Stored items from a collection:
begin
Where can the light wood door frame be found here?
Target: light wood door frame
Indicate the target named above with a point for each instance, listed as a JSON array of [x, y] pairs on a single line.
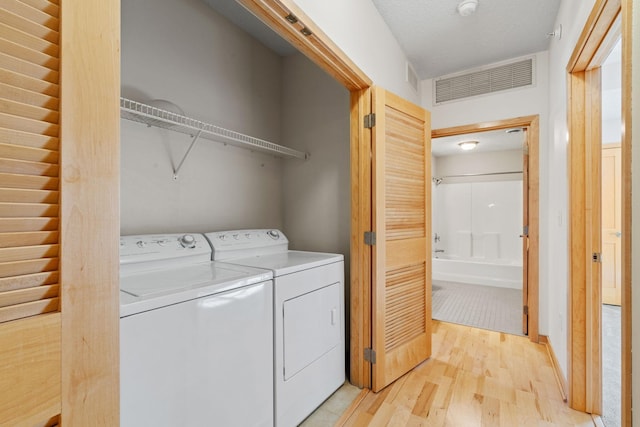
[[401, 274], [608, 20], [532, 124]]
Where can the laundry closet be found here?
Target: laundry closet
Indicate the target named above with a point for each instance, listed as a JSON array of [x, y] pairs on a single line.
[[189, 61], [184, 52]]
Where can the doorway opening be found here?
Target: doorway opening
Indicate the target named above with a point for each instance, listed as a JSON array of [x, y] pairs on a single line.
[[516, 176], [608, 22], [478, 224], [611, 180]]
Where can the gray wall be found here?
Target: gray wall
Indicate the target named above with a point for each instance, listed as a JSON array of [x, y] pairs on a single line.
[[184, 52]]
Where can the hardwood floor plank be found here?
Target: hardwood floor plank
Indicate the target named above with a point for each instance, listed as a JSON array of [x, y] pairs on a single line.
[[474, 378]]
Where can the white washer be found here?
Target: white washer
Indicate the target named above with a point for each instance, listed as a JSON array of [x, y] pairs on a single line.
[[308, 316], [196, 343]]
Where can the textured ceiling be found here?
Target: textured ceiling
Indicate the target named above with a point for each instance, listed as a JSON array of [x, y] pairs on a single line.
[[438, 41], [494, 140]]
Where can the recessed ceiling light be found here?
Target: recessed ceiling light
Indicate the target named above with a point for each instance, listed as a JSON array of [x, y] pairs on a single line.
[[467, 7], [467, 145]]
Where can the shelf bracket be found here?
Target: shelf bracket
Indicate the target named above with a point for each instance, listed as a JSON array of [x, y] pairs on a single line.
[[193, 142]]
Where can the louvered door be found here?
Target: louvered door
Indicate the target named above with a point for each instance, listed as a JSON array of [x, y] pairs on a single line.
[[402, 222], [29, 197]]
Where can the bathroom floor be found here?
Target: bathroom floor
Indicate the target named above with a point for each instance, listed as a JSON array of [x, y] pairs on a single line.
[[486, 307]]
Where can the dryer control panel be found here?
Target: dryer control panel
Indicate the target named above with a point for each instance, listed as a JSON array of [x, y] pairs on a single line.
[[145, 251], [245, 243]]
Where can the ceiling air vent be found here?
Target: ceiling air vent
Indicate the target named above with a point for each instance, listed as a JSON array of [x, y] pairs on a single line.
[[487, 80]]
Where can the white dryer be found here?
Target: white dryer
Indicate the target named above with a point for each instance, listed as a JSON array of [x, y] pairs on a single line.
[[308, 323], [196, 346]]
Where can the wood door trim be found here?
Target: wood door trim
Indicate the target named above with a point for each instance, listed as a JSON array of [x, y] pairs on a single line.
[[533, 125], [360, 284], [309, 39], [90, 220], [584, 340]]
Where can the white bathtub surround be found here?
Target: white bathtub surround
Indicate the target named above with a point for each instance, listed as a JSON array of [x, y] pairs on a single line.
[[480, 221], [501, 274]]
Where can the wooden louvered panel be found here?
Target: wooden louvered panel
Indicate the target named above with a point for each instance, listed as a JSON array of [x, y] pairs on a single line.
[[25, 96], [8, 284], [32, 238], [29, 157], [20, 152], [28, 125], [28, 182], [25, 25], [29, 41], [8, 225], [29, 69], [30, 330], [22, 296], [23, 253], [28, 210], [31, 13], [28, 309], [46, 6], [405, 176], [25, 110], [405, 301], [31, 352], [401, 217], [29, 55], [18, 268], [29, 83], [16, 195], [28, 168]]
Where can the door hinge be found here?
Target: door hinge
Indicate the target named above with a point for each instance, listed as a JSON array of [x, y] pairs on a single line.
[[370, 238], [369, 120], [370, 355]]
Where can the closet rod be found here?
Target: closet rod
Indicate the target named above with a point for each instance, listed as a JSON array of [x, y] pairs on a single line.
[[464, 175]]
end
REQUIREMENTS: Rewrite all of the records, swapping "Indicate" for "Mark" wherever it appears and keeping everything else the same. Leave the pictures out.

FULL RESPONSE:
Where can the light wood door frame be found here?
Target: light wood door frame
Mark the target named above with a point for each instance, listed as a JSON array of [x, y] pairs on a single line.
[[401, 274], [608, 20], [532, 124]]
Where can the laundry closet be found here?
Target: laundry closet
Mark the target named above with a point for each instance, listed as a JSON array of [x, y] pairs on a single line.
[[189, 61], [184, 52]]
Where can the doorway opening be found here?
Target: doorway opening
Mark the target named above with a point for each instance, listed as a JSON array of [x, y] pairs on a single line.
[[516, 176], [608, 22], [478, 224], [611, 180]]
Where can the gray wall be found here?
Target: gray wall
Mark the target named above with a point for each instance, listed as a JSON array of [x, y] pairs on a single line.
[[184, 52]]
Where can the hardwood floor plank be found here?
Target: hardwood floor plank
Mark the target named above with a point for each instance, listed as a JSON array of [x, y] pairs on a single line.
[[474, 378]]
Where can the white washer be found here?
Target: white washer
Mark the target named above with a point for each instance, listed as a JSON array of [x, y] pairs on a single line.
[[308, 316], [196, 343]]
Where can the textured ceiling be found here?
Target: textured ceiling
Mark the target named above with a point for each instance, listed as a JSON array of [x, y] pairs on a single line.
[[438, 41], [494, 140]]
Where can the recessed ceiling light be found here?
Target: recessed ceiling light
Mark the target named above with a point for each instance, listed as a JSON array of [x, y] pairs on a single line.
[[467, 7], [467, 145]]
Where can the shelf bracket be found here?
Target: shelf bracket
Mark the target named above with a point for each instance, listed as a JSON array of [x, y] pairs on a single line.
[[193, 142]]
Where can the louvered door be found here?
Target: louvered door
Mark the target named above with a point for each instance, listed as a JSON array of [x, y] pairs on a single line.
[[402, 222], [29, 197]]
Where can the bathroom floor be found here?
Target: bathroom floor
Mark the target named above with a point for each instance, listed as a JSON array of [x, y] pairs on a single line.
[[486, 307]]
Where can the dryer control panel be found here?
Target: dryer control panel
Mark the target named above with a point for each instance, listed as a JSON array of [x, y] pairs on a single line.
[[145, 251], [245, 243]]
Where can the ceiling air vent be found here?
Target: ceiling air vent
Mark the target named above with a point for each instance, listed as a JSON array of [x, y] pairs on a single line.
[[487, 80]]
Where can the white dryer be found here?
Target: white dryer
Mark the target named above with a point for each instance, listed as a JSON array of [x, y] pairs on a single line.
[[308, 323], [196, 346]]
Where can the wood door trim be found here?
Target: wood door trim
Mark the target named above with a point for each instance, listed as a JSON array of [x, y] pairs on a single line.
[[533, 125], [360, 284], [309, 39], [90, 220], [584, 340]]
Where can the white bathtub surround be found here?
Target: white bathtub surround
Mark the target named above with a point for each instance, listed as a JSON array of [x, y] pairs on a single line.
[[480, 221], [501, 274]]
Where can the wooden louvered panel be found here?
Target: wooden louvered panel
Mark the target named above with a point for each instance, listed as a JSON array of [x, y] pairs on a single line.
[[25, 96], [8, 284], [32, 238], [29, 157], [20, 152], [28, 125], [28, 182], [25, 25], [29, 41], [8, 225], [29, 69], [30, 330], [22, 296], [23, 253], [28, 210], [31, 13], [28, 309], [46, 6], [405, 176], [25, 110], [405, 301], [31, 352], [401, 217], [29, 55], [18, 268], [29, 83], [16, 195], [28, 168]]
Where can the door hinge be found here?
Target: door hinge
Mark the target named above with a point for each instance, listed as a JSON array of [x, y] pairs on a single line.
[[370, 238], [369, 120], [370, 355]]
Where can the closet rod be found here?
Target: closet rod
Mark the target named above with a point for each instance, listed as a JSON array of [x, y] pairs on a single line.
[[464, 175]]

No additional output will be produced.